- Task requirements -
Render the material as a numbered list, starting at its first line and ending at the line that contains "M 31 80 L 32", skipping blank lines. Leave the pictures out of the answer.

-- start Stored data --

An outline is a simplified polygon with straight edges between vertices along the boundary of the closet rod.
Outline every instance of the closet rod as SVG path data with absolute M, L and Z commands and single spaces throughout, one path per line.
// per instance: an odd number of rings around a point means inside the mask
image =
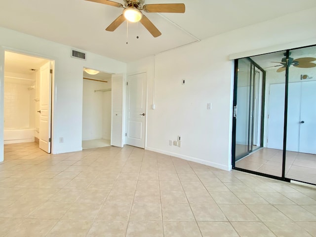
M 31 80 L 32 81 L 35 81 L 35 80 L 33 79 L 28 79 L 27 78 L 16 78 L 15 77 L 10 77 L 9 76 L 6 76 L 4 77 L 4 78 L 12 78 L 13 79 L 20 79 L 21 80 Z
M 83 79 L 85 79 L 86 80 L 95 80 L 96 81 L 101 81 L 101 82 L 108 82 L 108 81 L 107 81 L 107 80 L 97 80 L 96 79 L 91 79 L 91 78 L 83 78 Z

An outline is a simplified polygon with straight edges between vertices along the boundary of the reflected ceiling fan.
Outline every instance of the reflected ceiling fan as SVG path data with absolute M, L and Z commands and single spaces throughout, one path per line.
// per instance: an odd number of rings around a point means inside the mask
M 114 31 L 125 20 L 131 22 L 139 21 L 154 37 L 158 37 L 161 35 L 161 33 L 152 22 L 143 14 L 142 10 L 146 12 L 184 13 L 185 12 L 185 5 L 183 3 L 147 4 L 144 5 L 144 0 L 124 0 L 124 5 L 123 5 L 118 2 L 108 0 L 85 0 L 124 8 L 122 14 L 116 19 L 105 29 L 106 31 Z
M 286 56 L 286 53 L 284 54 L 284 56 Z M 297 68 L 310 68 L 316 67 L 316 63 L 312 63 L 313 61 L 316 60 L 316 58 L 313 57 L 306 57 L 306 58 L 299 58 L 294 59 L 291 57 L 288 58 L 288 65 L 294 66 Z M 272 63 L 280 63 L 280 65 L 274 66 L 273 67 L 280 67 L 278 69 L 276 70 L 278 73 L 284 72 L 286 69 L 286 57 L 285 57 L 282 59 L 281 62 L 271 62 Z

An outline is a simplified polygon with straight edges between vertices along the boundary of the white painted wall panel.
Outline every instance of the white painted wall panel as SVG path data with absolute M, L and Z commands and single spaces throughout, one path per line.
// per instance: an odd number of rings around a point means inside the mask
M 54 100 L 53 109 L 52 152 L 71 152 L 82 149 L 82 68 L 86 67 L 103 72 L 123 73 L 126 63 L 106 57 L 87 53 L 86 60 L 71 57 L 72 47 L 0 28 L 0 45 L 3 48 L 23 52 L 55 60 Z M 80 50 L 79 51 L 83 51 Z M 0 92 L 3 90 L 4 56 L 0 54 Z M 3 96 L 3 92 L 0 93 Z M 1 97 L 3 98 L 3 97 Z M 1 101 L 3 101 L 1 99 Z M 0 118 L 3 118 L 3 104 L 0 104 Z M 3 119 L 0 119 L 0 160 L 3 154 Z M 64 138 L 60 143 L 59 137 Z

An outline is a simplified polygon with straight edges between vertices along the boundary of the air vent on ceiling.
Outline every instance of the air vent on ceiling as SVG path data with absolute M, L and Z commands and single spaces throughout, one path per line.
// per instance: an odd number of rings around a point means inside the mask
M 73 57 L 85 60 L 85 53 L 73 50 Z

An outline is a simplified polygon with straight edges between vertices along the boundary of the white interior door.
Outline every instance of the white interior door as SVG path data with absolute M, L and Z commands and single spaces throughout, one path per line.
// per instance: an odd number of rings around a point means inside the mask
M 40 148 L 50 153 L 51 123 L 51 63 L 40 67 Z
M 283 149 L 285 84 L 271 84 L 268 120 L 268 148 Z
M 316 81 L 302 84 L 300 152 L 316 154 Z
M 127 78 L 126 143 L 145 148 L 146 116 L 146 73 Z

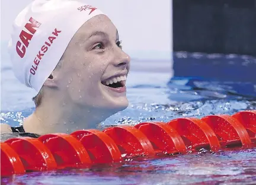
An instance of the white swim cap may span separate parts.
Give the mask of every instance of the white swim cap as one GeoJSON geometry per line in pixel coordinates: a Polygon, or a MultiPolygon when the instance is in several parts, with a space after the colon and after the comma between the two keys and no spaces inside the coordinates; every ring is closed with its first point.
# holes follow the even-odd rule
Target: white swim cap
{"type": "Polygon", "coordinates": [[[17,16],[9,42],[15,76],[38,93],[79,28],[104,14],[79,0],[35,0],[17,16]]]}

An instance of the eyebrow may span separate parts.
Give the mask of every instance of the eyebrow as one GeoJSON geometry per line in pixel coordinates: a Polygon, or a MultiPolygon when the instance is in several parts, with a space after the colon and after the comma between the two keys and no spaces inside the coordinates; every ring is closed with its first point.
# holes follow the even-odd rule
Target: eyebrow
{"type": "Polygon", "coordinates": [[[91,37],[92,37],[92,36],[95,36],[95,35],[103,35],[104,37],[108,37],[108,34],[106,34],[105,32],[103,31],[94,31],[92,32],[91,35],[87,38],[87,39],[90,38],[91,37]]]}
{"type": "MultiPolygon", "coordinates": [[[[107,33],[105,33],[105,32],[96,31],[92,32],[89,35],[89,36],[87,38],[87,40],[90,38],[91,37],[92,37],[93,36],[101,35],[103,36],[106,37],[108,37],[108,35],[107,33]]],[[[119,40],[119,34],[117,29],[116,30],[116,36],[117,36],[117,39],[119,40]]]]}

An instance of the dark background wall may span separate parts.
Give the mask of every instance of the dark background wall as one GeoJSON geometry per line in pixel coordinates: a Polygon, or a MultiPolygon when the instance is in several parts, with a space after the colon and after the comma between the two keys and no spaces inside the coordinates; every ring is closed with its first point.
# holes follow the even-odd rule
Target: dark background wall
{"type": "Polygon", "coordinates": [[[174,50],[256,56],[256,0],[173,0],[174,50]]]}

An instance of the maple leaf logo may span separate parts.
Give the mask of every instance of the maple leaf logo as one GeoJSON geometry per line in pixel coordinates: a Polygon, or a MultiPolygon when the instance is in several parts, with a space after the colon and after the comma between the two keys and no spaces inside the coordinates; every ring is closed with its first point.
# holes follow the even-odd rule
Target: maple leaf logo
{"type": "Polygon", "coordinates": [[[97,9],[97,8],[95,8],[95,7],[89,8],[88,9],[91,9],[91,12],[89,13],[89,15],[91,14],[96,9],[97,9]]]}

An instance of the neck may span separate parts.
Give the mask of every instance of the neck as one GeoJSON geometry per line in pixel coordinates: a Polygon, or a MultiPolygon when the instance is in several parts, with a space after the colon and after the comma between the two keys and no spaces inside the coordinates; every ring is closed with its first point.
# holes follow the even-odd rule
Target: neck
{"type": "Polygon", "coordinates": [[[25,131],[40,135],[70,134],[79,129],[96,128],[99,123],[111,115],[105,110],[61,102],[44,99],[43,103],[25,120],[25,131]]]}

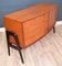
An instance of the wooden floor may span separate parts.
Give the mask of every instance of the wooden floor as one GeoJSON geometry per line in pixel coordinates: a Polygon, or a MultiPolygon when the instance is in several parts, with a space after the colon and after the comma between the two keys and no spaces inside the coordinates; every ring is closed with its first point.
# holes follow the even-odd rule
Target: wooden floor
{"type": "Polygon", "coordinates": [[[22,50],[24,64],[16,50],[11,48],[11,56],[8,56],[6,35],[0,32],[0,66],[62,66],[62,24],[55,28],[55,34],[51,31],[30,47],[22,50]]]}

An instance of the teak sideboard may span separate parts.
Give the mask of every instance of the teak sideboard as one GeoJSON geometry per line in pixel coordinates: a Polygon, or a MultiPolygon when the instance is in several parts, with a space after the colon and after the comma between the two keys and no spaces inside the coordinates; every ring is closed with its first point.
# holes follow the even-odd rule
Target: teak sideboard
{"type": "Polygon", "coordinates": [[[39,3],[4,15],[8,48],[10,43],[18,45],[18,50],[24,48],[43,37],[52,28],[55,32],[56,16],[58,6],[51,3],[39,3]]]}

-- end Stored data --

- Exercise response -
1. An outline is a simplified polygon with straight edges between vertices along the boundary of the closet rod.
2. Outline every instance of the closet rod as SVG path data with absolute M, L and Z commands and single spaces throughout, one path per line.
3. // per instance: an odd number of rings around a point means inside the mask
4. image =
5. M 31 80 L 32 81 L 35 81 L 35 80 L 33 79 L 28 79 L 27 78 L 16 78 L 15 77 L 10 77 L 9 76 L 6 76 L 4 77 L 4 78 L 12 78 L 13 79 L 20 79 L 21 80 Z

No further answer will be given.